Work to be completed: List every line of the material below that contains the word "windshield". Case counts.

═════ Records provided

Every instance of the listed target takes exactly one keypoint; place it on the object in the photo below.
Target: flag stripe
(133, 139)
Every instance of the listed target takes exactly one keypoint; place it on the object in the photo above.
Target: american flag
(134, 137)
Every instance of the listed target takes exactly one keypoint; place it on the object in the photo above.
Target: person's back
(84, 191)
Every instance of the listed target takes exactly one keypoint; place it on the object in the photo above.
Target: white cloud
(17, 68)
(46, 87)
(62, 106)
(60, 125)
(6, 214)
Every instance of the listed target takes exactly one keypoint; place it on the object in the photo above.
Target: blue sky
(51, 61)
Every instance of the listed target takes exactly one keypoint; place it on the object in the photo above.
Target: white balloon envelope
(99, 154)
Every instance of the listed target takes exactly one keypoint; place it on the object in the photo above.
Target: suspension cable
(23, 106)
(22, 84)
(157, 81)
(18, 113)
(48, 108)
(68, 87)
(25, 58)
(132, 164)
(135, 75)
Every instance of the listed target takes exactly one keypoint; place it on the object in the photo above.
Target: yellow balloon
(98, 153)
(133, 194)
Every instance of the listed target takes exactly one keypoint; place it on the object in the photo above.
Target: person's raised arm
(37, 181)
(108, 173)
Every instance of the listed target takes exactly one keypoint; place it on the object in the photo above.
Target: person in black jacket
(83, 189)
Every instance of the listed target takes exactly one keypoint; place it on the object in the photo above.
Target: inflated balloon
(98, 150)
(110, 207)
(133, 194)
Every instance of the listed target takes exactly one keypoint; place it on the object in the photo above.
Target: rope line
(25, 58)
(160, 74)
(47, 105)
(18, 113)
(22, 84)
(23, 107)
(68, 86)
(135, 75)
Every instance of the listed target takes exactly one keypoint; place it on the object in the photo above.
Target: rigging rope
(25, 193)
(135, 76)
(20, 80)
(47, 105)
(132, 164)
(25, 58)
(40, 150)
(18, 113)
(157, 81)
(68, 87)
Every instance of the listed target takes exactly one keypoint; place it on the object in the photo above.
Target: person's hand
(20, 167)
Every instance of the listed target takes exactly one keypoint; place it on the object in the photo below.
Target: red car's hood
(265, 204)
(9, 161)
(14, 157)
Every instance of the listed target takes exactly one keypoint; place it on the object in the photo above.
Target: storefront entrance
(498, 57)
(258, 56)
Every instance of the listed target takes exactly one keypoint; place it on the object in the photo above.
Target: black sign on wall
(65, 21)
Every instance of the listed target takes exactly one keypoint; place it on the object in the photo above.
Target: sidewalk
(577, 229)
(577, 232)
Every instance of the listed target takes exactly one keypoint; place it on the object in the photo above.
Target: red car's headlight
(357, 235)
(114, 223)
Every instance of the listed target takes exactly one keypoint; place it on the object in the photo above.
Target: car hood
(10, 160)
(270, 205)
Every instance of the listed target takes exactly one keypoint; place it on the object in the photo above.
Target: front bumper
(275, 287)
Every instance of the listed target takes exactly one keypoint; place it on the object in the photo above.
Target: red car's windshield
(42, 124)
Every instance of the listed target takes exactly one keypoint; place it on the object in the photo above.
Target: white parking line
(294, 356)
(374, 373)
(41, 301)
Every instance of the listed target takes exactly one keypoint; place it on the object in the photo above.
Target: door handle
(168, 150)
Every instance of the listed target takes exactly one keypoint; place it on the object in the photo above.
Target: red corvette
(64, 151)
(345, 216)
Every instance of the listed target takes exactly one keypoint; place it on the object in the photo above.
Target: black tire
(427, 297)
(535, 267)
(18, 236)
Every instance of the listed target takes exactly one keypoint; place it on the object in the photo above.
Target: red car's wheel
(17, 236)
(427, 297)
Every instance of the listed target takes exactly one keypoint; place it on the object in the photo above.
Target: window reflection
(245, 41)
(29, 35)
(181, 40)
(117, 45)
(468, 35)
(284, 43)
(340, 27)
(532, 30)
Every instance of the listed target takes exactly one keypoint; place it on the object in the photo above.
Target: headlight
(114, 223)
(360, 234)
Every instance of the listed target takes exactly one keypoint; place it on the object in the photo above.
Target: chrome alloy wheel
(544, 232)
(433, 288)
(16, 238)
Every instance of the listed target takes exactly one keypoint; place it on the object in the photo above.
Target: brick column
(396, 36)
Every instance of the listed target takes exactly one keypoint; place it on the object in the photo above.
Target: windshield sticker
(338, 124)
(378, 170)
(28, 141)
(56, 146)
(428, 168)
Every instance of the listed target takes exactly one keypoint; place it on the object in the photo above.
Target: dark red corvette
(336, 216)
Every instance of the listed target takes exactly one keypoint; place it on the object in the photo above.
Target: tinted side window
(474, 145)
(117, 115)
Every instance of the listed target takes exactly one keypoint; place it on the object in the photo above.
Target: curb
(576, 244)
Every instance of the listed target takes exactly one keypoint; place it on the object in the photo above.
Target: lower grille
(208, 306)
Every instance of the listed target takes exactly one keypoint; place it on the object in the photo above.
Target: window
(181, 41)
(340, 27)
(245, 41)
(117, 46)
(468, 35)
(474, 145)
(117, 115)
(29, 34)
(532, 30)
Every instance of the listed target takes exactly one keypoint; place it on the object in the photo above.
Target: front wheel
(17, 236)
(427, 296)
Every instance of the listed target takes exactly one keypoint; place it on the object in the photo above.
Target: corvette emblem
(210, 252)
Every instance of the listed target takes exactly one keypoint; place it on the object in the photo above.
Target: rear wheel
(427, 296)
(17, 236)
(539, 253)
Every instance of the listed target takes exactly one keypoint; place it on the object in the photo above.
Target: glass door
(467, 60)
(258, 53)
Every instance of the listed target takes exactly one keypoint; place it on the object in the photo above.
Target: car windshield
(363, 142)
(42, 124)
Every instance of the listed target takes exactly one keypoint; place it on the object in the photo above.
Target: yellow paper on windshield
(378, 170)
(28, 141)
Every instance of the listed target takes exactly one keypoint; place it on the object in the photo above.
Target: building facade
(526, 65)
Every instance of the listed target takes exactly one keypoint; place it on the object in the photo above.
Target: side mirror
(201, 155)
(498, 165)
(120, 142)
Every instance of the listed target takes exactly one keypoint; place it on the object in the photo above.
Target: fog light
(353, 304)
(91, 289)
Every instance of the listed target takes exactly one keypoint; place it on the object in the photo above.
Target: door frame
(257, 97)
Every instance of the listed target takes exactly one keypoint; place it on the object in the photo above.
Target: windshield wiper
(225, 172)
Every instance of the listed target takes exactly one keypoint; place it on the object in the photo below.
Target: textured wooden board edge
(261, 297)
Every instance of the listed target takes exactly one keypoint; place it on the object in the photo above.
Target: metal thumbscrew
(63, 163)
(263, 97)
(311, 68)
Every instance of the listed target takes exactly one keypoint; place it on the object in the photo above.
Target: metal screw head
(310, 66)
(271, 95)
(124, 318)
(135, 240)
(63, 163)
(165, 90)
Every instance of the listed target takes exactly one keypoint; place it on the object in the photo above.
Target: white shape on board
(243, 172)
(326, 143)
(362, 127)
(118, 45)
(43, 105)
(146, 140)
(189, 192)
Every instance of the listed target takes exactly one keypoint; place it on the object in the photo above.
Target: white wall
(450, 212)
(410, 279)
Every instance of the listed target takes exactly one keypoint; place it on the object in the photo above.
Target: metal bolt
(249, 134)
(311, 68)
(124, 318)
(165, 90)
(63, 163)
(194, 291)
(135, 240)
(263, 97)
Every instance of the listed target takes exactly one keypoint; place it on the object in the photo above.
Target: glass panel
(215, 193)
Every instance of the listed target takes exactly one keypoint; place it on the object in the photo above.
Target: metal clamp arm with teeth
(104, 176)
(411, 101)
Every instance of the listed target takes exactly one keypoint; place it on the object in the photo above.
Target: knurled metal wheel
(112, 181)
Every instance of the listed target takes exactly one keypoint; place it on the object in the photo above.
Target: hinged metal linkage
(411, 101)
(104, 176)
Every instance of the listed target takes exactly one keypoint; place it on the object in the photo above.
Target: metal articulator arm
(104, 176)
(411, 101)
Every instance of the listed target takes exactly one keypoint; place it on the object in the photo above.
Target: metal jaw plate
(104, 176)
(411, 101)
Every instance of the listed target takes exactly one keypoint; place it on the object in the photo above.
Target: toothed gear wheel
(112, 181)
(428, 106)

══════════

Output for this task:
Target: red car's windshield
Target: windshield sticker
Target: car windshield
Target: yellow paper on windshield
Target: windshield wiper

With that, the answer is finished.